_DATASET EXTRACT:_
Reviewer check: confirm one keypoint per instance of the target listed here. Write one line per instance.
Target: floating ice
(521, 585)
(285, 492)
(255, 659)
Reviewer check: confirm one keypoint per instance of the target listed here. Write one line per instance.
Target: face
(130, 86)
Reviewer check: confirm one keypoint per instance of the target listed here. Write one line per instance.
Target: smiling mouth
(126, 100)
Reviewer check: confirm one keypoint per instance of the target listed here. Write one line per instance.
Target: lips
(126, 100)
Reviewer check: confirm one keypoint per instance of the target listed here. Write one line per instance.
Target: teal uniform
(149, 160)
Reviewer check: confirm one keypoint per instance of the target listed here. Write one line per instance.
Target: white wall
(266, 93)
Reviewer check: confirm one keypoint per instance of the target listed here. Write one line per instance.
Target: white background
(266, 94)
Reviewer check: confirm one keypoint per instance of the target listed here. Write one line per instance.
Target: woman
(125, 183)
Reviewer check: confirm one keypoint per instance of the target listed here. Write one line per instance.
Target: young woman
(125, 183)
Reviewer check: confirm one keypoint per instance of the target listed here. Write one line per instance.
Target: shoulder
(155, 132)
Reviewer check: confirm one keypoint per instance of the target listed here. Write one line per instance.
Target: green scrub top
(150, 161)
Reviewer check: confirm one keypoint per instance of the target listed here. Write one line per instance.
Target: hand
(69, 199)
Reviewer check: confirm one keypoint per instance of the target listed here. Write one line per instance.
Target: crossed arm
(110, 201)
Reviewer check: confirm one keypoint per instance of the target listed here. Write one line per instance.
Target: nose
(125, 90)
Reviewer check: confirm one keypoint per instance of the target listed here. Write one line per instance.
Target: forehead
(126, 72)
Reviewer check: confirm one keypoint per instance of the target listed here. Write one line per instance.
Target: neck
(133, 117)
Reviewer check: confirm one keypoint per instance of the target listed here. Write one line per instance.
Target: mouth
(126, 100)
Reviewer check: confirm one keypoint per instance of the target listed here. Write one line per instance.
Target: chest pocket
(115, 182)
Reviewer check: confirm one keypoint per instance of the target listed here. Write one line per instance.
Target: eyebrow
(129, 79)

_PROBLEM TO SOLVE:_
Please restate the records in full, word for word.

_EXERCISE RESULT:_
Reviewer check: confirm one keypoint per instance of the target listed here. Write one line per instance.
Target: floating ice
(521, 585)
(285, 492)
(255, 659)
Reviewer check: confirm one keypoint per instance of the target listed here. Write one line per instance.
Target: face
(130, 86)
Reviewer check: confirm one keypoint per instance of the target listed here. Write one line per instance.
Target: smiling mouth
(126, 100)
Reviewer check: confirm one keypoint per instance of the target listed here. Write one line per instance.
Target: lips
(126, 100)
Reviewer check: confirm one keypoint per instance of the target listed here. Write one line per instance.
Target: teal uniform
(149, 160)
Reviewer check: confirm one keypoint per instance of the target listed here. Write one line per instance.
Target: white wall
(266, 93)
Reviewer check: confirm one keypoint per instance of the target listed here. Write one line per instance.
Target: white background
(266, 94)
Reviewer check: confirm one keypoint per instance of the target listed here. Write one line per instance.
Target: woman
(125, 183)
Reviewer check: confirm one keypoint per instance of the target listed here. Write one line per instance.
Target: young woman
(125, 183)
Reviewer check: confirm one keypoint per instance of the target listed here. Write one line per instance.
Target: shoulder
(155, 132)
Reviewer check: confirm one keypoint per instance of the target listed here. Write one line per instance.
Target: green scrub top
(150, 161)
Reviewer check: confirm one keypoint per instance of the target listed here. Write one line per instance.
Target: hand
(69, 199)
Reviewer check: confirm one keypoint per instance of the target listed here. Write one line per instance.
Target: crossed arm
(110, 201)
Reviewer check: confirm one keypoint per instance of the target listed here. Write one line per instance.
Target: nose
(125, 90)
Reviewer check: confirm one keypoint per instance of the target listed here. Write one line per instance.
Target: forehead
(126, 72)
Reviewer check: confirm one keypoint per instance of the target listed here. Write one line per instance.
Target: neck
(133, 117)
Reviewer check: confirm one keypoint per instance of the target listed here. Write one line per instance.
Target: mouth
(126, 100)
Reviewer check: confirm one keypoint per instance of the target listed here. Write one line per instance.
Target: chest pocket
(115, 182)
Reviewer check: confirm one keypoint per instance of the target listed here. Write one line per instance.
Target: eyebrow
(129, 79)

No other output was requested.